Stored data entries
....

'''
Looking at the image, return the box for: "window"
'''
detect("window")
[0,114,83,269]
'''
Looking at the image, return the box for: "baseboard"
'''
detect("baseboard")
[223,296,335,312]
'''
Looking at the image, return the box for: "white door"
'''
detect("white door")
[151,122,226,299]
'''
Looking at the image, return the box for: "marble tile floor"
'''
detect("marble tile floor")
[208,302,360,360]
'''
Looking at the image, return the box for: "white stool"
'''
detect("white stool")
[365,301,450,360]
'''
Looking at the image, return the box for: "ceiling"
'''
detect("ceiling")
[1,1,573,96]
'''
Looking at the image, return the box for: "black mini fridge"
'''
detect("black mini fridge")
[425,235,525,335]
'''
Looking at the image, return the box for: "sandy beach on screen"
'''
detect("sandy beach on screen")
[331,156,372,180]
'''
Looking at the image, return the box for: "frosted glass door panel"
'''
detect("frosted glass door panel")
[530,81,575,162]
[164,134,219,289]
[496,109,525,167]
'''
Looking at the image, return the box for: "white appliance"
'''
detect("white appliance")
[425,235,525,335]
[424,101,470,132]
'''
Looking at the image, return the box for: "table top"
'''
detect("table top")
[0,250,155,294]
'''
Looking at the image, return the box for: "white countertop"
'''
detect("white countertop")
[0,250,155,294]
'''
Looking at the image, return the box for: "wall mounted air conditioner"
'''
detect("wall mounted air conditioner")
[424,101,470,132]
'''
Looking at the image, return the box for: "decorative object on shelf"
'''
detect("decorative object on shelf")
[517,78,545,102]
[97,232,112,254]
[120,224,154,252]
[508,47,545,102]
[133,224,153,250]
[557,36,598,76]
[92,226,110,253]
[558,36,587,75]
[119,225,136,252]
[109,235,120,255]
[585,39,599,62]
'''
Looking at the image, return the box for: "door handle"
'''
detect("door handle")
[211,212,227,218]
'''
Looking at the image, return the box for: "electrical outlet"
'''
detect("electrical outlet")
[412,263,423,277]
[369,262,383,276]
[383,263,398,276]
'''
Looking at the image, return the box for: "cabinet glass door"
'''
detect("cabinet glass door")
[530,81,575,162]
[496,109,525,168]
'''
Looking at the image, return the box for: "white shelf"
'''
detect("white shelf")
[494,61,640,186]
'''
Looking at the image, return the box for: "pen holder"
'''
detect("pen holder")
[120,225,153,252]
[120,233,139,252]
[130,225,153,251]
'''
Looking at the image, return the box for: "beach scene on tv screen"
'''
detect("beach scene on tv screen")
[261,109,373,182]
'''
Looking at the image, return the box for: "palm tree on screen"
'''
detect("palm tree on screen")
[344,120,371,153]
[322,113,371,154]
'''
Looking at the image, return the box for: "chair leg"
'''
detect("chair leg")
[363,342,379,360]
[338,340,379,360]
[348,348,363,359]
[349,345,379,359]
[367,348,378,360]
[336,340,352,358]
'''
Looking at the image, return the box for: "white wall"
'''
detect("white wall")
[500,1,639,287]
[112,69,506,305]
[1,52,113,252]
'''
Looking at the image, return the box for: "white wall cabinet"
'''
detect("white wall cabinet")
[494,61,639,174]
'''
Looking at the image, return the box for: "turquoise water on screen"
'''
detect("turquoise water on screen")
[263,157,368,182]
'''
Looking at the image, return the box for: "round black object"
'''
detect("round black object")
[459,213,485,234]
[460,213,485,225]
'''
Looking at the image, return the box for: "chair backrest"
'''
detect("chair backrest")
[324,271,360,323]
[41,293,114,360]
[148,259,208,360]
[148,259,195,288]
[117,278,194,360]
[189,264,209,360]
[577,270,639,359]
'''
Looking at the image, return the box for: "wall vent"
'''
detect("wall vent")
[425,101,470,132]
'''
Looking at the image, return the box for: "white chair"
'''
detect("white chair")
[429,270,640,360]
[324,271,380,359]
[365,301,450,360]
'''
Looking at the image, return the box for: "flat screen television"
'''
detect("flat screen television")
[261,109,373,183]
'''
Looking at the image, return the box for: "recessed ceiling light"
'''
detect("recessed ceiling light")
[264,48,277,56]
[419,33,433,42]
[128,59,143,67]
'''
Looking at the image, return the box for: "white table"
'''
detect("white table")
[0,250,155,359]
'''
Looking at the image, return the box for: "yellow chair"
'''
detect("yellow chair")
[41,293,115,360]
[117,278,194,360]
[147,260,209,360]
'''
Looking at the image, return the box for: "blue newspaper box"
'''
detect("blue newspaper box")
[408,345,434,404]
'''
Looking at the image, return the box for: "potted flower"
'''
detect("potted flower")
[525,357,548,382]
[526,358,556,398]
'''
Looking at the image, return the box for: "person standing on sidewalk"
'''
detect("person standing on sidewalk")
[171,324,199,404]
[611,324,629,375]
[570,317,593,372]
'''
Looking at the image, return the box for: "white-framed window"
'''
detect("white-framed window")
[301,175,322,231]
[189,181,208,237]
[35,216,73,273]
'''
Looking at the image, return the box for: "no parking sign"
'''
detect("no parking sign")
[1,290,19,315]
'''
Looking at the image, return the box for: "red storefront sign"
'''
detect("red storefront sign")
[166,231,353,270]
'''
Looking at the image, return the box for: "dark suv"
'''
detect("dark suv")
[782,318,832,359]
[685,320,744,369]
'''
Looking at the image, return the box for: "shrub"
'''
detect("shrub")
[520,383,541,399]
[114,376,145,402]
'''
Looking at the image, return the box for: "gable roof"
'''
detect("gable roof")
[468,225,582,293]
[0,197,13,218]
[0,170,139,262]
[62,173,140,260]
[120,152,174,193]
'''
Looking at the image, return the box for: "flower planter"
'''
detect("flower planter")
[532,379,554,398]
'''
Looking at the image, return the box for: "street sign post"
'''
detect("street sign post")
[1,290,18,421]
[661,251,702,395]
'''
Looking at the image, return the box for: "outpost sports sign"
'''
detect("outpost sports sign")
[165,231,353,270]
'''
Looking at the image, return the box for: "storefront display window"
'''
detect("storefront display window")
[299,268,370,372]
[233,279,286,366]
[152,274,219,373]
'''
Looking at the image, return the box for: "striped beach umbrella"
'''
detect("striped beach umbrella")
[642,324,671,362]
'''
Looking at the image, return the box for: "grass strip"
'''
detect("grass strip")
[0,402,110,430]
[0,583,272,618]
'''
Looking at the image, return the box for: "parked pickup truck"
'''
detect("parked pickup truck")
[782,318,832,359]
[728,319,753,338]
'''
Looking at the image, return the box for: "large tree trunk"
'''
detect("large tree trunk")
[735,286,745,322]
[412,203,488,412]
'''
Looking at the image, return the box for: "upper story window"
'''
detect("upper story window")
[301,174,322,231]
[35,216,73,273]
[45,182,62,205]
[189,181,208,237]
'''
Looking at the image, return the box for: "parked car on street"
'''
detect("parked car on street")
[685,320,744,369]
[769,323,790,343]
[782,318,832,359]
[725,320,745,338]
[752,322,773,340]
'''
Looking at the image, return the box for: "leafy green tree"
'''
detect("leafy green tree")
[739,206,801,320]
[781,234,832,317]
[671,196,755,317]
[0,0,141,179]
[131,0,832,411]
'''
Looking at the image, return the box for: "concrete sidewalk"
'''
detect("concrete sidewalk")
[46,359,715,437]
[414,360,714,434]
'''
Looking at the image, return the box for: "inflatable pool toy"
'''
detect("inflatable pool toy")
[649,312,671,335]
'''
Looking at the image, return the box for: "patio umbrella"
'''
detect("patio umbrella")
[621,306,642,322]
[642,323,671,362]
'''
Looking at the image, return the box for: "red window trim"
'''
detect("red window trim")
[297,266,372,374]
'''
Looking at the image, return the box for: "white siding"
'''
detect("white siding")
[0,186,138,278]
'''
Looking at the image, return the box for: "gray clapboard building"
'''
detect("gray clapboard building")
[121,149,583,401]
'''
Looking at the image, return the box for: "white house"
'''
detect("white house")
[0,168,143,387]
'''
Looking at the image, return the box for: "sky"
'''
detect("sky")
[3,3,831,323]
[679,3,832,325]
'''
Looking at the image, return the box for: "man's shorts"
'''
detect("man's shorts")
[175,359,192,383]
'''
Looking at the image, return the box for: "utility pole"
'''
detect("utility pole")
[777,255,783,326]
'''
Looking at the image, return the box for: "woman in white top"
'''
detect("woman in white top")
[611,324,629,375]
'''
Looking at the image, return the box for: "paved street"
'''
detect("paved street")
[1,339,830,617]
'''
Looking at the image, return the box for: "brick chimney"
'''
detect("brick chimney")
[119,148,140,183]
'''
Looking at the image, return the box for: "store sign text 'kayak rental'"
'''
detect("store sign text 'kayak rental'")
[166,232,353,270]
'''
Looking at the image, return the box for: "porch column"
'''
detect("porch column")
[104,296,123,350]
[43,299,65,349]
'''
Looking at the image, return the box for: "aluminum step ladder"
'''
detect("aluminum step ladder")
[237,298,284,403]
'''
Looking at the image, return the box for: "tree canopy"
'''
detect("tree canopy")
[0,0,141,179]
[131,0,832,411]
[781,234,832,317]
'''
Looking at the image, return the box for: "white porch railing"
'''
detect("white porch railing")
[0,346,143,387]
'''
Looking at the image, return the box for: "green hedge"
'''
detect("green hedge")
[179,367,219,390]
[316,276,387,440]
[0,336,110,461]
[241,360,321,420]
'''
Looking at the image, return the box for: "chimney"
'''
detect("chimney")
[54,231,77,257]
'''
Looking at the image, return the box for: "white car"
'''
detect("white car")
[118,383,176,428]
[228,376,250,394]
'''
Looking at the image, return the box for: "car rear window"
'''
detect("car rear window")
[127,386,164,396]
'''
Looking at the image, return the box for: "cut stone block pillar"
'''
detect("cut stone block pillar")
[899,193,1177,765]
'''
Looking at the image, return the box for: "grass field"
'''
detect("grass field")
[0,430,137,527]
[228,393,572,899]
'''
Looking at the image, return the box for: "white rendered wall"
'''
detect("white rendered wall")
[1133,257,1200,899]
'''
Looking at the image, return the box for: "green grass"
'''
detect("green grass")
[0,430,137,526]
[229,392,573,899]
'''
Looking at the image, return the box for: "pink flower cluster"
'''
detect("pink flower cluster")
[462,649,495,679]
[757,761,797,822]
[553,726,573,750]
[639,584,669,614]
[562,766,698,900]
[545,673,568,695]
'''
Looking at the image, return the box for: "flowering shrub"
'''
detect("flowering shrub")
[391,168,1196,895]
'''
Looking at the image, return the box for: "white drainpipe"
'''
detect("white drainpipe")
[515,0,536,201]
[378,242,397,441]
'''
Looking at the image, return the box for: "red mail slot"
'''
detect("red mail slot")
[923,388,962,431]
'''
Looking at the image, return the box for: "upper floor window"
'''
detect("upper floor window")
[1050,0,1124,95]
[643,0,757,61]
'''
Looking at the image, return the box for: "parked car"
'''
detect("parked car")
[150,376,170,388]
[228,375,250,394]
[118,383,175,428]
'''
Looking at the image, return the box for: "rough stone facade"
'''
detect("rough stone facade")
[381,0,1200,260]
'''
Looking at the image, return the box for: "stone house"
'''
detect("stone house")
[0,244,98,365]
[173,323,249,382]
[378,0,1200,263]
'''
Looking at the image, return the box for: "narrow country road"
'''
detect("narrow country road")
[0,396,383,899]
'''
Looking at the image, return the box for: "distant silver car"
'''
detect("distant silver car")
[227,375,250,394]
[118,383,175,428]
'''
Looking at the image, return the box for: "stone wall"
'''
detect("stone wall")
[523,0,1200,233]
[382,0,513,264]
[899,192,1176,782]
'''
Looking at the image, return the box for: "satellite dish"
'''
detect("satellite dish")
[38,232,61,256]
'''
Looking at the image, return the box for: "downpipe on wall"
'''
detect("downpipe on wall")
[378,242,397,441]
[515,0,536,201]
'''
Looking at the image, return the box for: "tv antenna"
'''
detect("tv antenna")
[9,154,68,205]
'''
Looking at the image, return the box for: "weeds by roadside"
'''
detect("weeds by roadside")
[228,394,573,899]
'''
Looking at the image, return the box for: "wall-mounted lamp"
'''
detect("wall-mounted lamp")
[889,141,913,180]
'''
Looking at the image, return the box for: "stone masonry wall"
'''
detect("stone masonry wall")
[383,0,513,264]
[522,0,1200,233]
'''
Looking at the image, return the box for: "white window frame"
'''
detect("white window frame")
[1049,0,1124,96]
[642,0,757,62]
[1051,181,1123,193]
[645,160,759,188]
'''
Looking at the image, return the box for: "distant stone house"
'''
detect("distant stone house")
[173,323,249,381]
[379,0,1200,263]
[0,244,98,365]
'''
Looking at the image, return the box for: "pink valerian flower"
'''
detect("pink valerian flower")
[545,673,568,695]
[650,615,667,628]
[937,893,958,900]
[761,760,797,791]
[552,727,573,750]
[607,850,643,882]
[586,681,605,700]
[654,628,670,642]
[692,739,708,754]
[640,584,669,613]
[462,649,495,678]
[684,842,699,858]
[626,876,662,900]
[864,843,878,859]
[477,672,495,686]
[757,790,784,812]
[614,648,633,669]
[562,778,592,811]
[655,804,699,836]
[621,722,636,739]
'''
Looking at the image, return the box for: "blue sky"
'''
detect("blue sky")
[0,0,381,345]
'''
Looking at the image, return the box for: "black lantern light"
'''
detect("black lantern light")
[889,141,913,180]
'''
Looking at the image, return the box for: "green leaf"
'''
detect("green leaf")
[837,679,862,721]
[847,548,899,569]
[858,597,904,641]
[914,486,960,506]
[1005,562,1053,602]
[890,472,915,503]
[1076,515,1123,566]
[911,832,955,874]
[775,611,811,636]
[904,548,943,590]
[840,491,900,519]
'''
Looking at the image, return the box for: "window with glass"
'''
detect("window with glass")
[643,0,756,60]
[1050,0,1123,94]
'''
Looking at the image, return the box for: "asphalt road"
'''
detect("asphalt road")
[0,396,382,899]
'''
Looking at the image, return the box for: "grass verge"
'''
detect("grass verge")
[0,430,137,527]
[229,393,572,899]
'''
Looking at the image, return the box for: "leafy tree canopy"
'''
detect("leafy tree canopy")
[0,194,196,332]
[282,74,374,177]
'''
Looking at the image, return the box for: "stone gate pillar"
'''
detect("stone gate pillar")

....

If a line above contains the word "gate", list it.

Written reply →
Looking at the image, return the box for: "stone gate pillar"
detect("stone gate pillar")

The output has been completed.